Excerpts of location labeling data:

* Start *

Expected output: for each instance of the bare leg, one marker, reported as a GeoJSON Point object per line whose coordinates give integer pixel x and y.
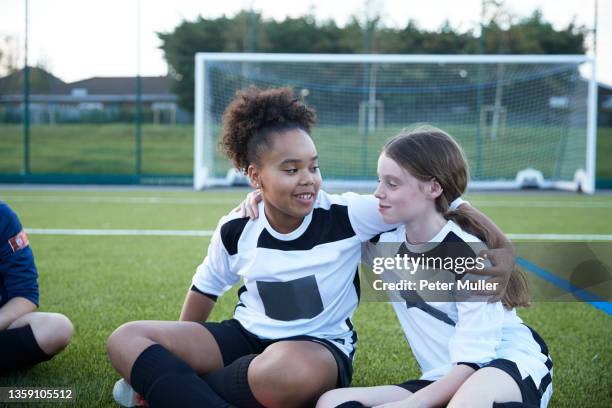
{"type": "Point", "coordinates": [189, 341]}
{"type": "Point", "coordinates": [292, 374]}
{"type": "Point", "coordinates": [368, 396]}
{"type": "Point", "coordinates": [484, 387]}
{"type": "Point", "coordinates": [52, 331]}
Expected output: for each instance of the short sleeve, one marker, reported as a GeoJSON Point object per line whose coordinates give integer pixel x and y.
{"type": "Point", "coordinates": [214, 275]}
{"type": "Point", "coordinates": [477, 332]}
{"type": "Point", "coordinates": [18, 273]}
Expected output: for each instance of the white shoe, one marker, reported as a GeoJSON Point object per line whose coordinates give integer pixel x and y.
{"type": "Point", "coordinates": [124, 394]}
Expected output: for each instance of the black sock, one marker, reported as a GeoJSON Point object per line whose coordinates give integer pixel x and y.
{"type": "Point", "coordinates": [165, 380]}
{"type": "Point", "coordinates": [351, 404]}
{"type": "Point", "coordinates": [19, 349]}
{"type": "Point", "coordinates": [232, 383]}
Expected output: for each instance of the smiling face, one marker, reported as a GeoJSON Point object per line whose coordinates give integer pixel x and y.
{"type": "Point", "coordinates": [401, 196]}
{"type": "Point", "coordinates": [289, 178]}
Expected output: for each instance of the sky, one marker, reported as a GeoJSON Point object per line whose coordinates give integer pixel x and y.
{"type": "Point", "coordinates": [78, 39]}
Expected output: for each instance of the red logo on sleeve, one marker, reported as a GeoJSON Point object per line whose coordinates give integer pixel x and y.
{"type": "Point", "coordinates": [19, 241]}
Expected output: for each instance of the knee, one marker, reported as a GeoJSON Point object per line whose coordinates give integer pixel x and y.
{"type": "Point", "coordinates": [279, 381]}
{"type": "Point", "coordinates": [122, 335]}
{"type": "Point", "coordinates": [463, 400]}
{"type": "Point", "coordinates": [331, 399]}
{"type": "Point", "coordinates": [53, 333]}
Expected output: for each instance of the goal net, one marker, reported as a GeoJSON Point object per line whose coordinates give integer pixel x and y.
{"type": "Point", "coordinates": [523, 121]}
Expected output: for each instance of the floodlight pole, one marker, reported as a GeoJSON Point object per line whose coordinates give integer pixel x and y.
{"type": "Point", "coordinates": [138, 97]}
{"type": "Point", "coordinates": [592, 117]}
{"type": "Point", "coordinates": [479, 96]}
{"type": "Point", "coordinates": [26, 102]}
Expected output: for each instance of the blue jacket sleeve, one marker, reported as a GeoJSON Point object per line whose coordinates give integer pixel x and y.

* End *

> GIVEN EXERCISE:
Without the pictures, extract every entry verbatim.

> RESULT:
Expected output: for each instance of the bare leg, one marker, reported as a GeoJSON Point object per line whose coordinates give integer pixel x and y.
{"type": "Point", "coordinates": [189, 341]}
{"type": "Point", "coordinates": [292, 374]}
{"type": "Point", "coordinates": [368, 396]}
{"type": "Point", "coordinates": [484, 387]}
{"type": "Point", "coordinates": [52, 331]}
Expected output: for each instance of the short sleeve, one marker, reported as a GeoJSON Point object per line whose coordinates give integer pixel x and y.
{"type": "Point", "coordinates": [214, 275]}
{"type": "Point", "coordinates": [477, 332]}
{"type": "Point", "coordinates": [18, 273]}
Expected output: for each instance of the white shoe, one marker, reported as a GeoJSON Point object per line whose coordinates give integer pixel x and y.
{"type": "Point", "coordinates": [124, 394]}
Expected output: for each instance of the black sock, one marker, reported as a GeoJSON Point object per line whose coordinates give integer pixel x and y.
{"type": "Point", "coordinates": [165, 380]}
{"type": "Point", "coordinates": [351, 404]}
{"type": "Point", "coordinates": [19, 349]}
{"type": "Point", "coordinates": [232, 383]}
Expected output: for each instance of the smiling face, one marker, reported as a GeoJSON Point object per line whose coordinates give integer pixel x and y.
{"type": "Point", "coordinates": [401, 196]}
{"type": "Point", "coordinates": [289, 178]}
Expected output: for each instance of the sky, one marker, reported as a GeoJSON Point object per line whose coordinates give integer pixel x and y.
{"type": "Point", "coordinates": [78, 39]}
Expected output: for each instance of the red logo on sleeve, one marker, reported as a GeoJSON Point object per line whose coordinates give integer pixel x and y.
{"type": "Point", "coordinates": [19, 241]}
Expected output: for each instance of the knee, one marker, reported as a GeoJSON Point object per line whose coordinates give integer pixel x and y.
{"type": "Point", "coordinates": [279, 381]}
{"type": "Point", "coordinates": [122, 335]}
{"type": "Point", "coordinates": [463, 400]}
{"type": "Point", "coordinates": [331, 399]}
{"type": "Point", "coordinates": [53, 333]}
Expected output: for each instance of the goal net, one marker, reported as a GeoJSON Point object per line whose coordinates give integer pixel x and y.
{"type": "Point", "coordinates": [523, 121]}
Expected output: for each instance of the floodlight pole, one marker, reported as a GeoJSON Point object per line whose coordinates give integer pixel x and y.
{"type": "Point", "coordinates": [138, 97]}
{"type": "Point", "coordinates": [592, 117]}
{"type": "Point", "coordinates": [479, 96]}
{"type": "Point", "coordinates": [26, 102]}
Expected output: for each instance of the blue jacket sleeve, one marker, reported as a GeoJSON Point object per line whose coordinates give integer pixel x and y.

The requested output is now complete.